=== What you need to do ===
a) Transcribe the stretch of the cognitive test-suite text from "3. Tests of" through "by Klein [4].".
b) According to the cognitive test-suite text, into how many parts is the test suite divided?
c) The cognitive test-suite text names the things a learning system's motivation should give it the impetus to do. List all of them.

=== Text segment ===

2.Overview of the Test Suite The proposed test suite is intended to assess whether certain essential, prerequisite cognitive abilities exist in a system. This required identification of foundational abilities without which a system cannot be considered a simulation of human cognition. The approach to testing for these abilities is twofold. First, changes in internal system values and other parameters indicating changes in mental state can be monitored and measured, and related to observed behavior. Second, well-understood paradigms from psychology can be adapted for use as performance benchmarks. In many cases, such paradigms have demonstrated existence of unobservable cognitive processes through observable and quantifiable behavior. By
comparing system results to results obtained with animals and humans, designers can make stronger claims about the capabilities of that system. The test suite is divided into three parts, as shown in Table 1. The goal for systems simulating the general properties of human cognition must be to pass all of the tests using a single, generalized system. Ultimately, passing an unrestricted toddler Turing test would require success in all three parts of this initial test suite, plus a great deal more.
3. Tests of Associative Learning We believe that a system capable of learning from its environment must be endowed with motivation that gives it the impetus to explore its world, recognize reward and punishment, form goals and seek to satisfy them. While certain drive states may be innate to the system, it should also form acquired goals and use past experience to determine a course of action. This test suite is designed to assess a system’s ability to direct its own behavior by recognizing environmental cues that signal reward or punishment. The tests are based upon animal testing in the field of behavior modification and learning. An excellent overview of this work is presented by Klein [4].

=== Record extracts ===
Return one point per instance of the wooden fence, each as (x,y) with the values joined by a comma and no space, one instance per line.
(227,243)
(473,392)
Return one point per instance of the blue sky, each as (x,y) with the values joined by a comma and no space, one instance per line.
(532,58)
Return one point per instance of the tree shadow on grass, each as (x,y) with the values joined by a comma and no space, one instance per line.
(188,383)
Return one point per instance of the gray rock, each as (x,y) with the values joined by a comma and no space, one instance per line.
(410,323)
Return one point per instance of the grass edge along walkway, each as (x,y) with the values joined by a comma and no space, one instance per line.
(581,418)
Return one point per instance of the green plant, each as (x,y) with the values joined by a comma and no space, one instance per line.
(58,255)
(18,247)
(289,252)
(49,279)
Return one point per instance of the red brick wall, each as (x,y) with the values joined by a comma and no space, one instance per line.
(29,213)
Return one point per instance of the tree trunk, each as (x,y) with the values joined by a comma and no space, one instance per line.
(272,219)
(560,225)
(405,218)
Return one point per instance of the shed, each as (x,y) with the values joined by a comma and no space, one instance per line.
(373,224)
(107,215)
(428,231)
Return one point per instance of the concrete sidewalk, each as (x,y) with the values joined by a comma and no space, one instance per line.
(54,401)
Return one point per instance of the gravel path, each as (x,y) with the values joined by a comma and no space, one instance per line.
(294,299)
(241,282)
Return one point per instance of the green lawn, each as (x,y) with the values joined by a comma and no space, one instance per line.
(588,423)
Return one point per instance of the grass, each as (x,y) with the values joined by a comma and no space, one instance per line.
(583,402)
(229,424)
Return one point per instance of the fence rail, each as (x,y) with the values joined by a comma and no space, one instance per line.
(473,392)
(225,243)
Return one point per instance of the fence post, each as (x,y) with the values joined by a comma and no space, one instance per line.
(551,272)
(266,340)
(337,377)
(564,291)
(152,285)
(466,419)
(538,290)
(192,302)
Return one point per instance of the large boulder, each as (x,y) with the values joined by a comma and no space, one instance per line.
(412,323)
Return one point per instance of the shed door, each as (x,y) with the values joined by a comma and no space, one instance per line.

=== Full solutions ===
a)
3. Tests of Associative Learning We believe that a system capable of learning from its environment must be endowed with motivation that gives it the impetus to explore its world, recognize reward and punishment, form goals and seek to satisfy them. While certain drive states may be innate to the system, it should also form acquired goals and use past experience to determine a course of action. This test suite is designed to assess a system’s ability to direct its own behavior by recognizing environmental cues that signal reward or punishment. The tests are based upon animal testing in the field of behavior modification and learning. An excellent overview of this work is presented by Klein [4].

b) Three parts.

c)
- Explore its world
- Recognize reward and punishment
- Form goals
- Seek to satisfy them